§ **Objetivos**:
(A) Com base na matéria sobre a alta da Selic, responda:
(i) Para qual taxa anual o Copom deverá elevar a Selic?
(ii) Em que ano ocorreu o último ajuste de 1 ponto na Selic, e de quanto para quanto a taxa subiu?
(iii) De quanto foi a maior alta da Selic promovida pelo Copom entre 2008 e 2010?
(B) Prossiga com a matéria sobre a alta da Selic, começando logo após a última frase dela.

§ **Texto do documento**:
Entre a cruz e a caldeira: BC deve bancar a maior alta de juro em 18 anos

Confirmada a expectativa do mercado, o Copom elevará a Selic em 1 ponto, para 5,25%, maior nível desde setembro de 2019

Reunião do Copom volta a ter 8 membros, além do presidente Roberto Campos Neto; Fernanda Guardado já assumiu diretoria  (Copom/Divulgação)
Reunião do Copom volta a ter 8 membros, além do presidente Roberto Campos Neto; Fernanda Guardado já assumiu diretoria (Copom/Divulgação)
AB

Angela Bittencourt

3 de agosto de 2021 às 08:54

Roberto Campos Neto tem um desafio e tanto nesta semana: preservar a credibilidade do Banco Central (BC) que preside, sinalizar que a autonomia conquistada em lei aprovada pelo Congresso e promulgada pelo presidente Jair Bolsonaro é para valer, contornar prováveis ataques ao Comitê de Política Monetária (Copom) e evitar eventual confronto com o Palácio do Planalto. A tarefa é pesada e exigirá extraordinário jogo de cintura porque a determinação do BC de conter maior deterioração das expectativas de inflação não está de mãos dadas com a disposição do governo de gastar com programas assistenciais, como o aumento do valor do Bolsa Família que, combinado a uma dívida bilionária de precatórios, pode estourar o teto de gastos em 2022 e minar a já frágil confiança dos investidores na política econômica – às vésperas da eleição presidencial.

O Copom deverá, na quarta-feira, promover o maior aumento da taxa Selic em 18 anos. Confirmada a expectativa de economistas de bancos nacionais e estrangeiros, o Comitê elevará a taxa básica brasileira em 1 ponto percentual, para 5,25% ao ano.

Nesta abertura de semana, o dólar declinou, de olho no suporte de R$ 5,10, e trai a avaliação de 10 entre 10 analistas sobre o que o Copom nos reserva. Ajuste de 1 ponto na Selic ocorreu em 2003, quando o comitê aumentou a Selic de 25,5% para 26,5%, informam Cassiana Fernandez e Vinicius Moreira, do J.P.Morgan, que aguardam a sinalização de nova alta de 1 ponto na Selic para setembro, desde que as condições atuais permaneçam até a próxima reunião do colegiado. Eles não estão sozinhos.

Em 18 anos, a maior ousadia do Copom foi elevar a Selic em 0,75 ponto percentual em três reuniões realizadas no período de 2008 a 2010, tempos para lá de turbulentos nas finanças internacionais pela crise subprime engrendrada nos Estados Unidos.

[Registros de rotulagem de locais]
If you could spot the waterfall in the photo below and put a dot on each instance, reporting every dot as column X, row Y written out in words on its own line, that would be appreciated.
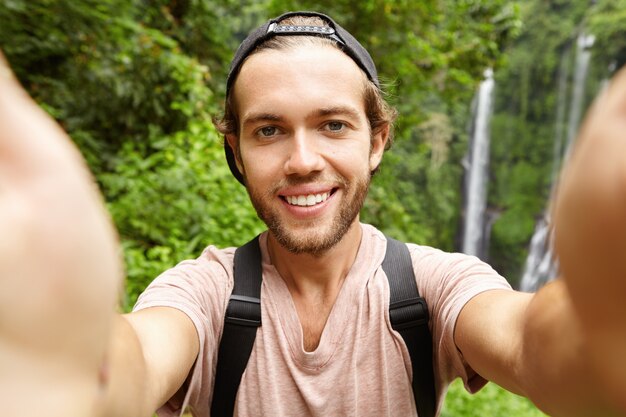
column 541, row 266
column 477, row 165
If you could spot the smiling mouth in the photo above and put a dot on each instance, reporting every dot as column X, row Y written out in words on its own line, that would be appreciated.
column 307, row 200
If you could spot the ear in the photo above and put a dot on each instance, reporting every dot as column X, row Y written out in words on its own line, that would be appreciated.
column 379, row 142
column 233, row 142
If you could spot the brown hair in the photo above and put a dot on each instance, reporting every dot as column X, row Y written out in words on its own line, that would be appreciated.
column 378, row 111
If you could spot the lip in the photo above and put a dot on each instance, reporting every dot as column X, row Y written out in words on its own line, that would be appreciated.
column 305, row 212
column 305, row 190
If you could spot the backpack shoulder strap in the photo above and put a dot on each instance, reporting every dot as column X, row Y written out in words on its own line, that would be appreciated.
column 409, row 317
column 243, row 317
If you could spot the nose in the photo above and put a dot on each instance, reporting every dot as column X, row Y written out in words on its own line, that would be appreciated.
column 304, row 155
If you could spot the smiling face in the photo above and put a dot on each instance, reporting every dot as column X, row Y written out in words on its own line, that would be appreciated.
column 305, row 147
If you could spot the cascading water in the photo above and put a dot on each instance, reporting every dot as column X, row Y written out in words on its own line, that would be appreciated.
column 541, row 266
column 476, row 166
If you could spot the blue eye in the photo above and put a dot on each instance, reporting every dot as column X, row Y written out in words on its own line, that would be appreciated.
column 335, row 126
column 268, row 131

§ **Resultados em ordem**:
(A)
(i) 5,25% ao ano.
(ii) Em 2003, de 25,5% para 26,5%.
(iii) 0,75 ponto percentual.

(B)
Nas estimativas do J.P.Morgan, o modelo econométrico do BC deverá apontar para inflação de 3,5% antes de 2022, um décimo acima da meta, considerando uma taxa Selic de 7% e dólar a R$ 5,15. Essas condições tornariam a mensagem da última reunião inconsistente, diz o J.P. Assim, o Copom precisaria ajustar sua comunicação e talvez apontar para juro "em torno de ou ligeiramente acima de neutro".

Os economistas também esperam que o comitê revele a sua projeção de 2023 com o IPCA ligeiramente abaixo da meta de 3,25%, considerando que o modelo preditivo do BC assume Selic neutra de cerca de 6,5%. “A declaração indicaria que a inflação do próximo ano traz mais peso [para sua decisão] que as projeções para o IPCA de 2023”, afirmam Cassiana Fernandes e Vinicius Moreira que trabalham com a seguinte escala de ajustes na Selic: mais 1 ponto em setembro, seguido de 0,75 ponto em outubro e 0,50 ponto em dezembro, encerrando 2021 a 7,5%. Nesse patamar, a taxa básica estará quase 4 vezes acima de 2% em março, quando o BC iniciou o atual ciclo de alta.

Questão fiscal

O BNP Paribas também projeta Selic de 7,5% ao final deste ano e de 8,5% em 2022. Inicialmente, as previsões eram de 6,5% e 7,5%, respectivamente, informam Gustavo Arruda, chefe de pesquisa para América Latina, e André Digiacomo, estrategista de juros e moedas também para a região. Eles vêem inflação de 7% em 2021 e trabalham com limite de 4% para o ano que vem e reconhecem que, embora a inflação em alta seja em grande parte explicada por choques específicos, o fato é que a inflação está se espraiando por toda a economia.

José Francisco de Lima Gonçalves, economista-chefe do Fator, também vê aumento de 1 ponto na Selic nesta quarta, o que, na sua avaliação, torna praticamente inevitável outra alta idêntica em setembro. “A Selic vai a 7,5%, ou mais, a depender de como avance o Centrão sobre o Orçamento de 2022 e sobre as reformas em discussão no Congresso e de como a geada e a seca afetem a inflação. Lima Gonçalves alerta que alguns efeitos da ascensão do Centrão com sinais sobre a política fiscal, assustaram o mercado na semana passada, embora as indicações do Federal Reserve (o BC americano), mantendo os juros e as recompras de títulos, tenham sido bem recebidas.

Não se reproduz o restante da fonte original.